▶ [Problem to work on]: Can you output, unchanged, the lines below from the one containing "Draw the outline of every instance of the <item>bird's" through the last line, both ends included?

▶ [Raw data]:
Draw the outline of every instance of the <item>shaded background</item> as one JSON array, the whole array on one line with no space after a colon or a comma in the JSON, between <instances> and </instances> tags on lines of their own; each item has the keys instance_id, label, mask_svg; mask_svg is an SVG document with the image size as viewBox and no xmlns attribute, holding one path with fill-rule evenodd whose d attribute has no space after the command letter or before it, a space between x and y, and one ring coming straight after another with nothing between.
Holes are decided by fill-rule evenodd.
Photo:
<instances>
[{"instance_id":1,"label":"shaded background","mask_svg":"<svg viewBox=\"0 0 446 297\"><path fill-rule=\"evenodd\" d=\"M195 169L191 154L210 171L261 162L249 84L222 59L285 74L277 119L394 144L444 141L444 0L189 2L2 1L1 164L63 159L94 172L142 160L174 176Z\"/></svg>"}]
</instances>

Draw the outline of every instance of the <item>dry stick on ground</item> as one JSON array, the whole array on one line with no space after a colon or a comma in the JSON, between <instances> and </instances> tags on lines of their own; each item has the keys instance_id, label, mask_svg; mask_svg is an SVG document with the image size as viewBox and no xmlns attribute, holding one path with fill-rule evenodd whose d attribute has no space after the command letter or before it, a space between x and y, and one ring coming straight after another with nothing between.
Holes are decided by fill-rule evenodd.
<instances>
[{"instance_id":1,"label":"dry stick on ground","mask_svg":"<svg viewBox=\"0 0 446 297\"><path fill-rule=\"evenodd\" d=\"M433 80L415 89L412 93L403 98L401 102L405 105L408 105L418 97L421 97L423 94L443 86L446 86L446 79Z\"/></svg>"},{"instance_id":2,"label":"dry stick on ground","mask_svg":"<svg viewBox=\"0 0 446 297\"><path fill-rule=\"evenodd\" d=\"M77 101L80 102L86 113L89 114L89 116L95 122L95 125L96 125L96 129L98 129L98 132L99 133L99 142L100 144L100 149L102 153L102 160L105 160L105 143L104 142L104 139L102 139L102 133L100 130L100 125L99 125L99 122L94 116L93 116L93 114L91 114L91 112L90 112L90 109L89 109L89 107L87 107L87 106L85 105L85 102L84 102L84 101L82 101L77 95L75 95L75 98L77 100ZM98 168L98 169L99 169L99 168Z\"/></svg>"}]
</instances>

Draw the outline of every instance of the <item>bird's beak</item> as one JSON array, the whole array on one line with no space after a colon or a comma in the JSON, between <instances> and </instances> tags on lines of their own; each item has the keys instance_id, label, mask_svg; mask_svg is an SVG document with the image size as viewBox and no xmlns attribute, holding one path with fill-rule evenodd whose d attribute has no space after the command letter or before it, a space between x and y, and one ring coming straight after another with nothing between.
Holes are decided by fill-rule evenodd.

▶ [Correct answer]:
Draw the outline of every instance of the <item>bird's beak</item> as one JSON array, the whole array on one line with no space after a colon or a comma in the JSON, between <instances> and </instances> tags on lines of their own; each item has the keys instance_id, label, mask_svg; mask_svg is an SVG document with the image size as viewBox and no xmlns attribute, holding one path with fill-rule evenodd whose d attribute has no space after the command letter or before it, a space between x and y, and one ring coming straight after another with nothing between.
Holes are decided by fill-rule evenodd.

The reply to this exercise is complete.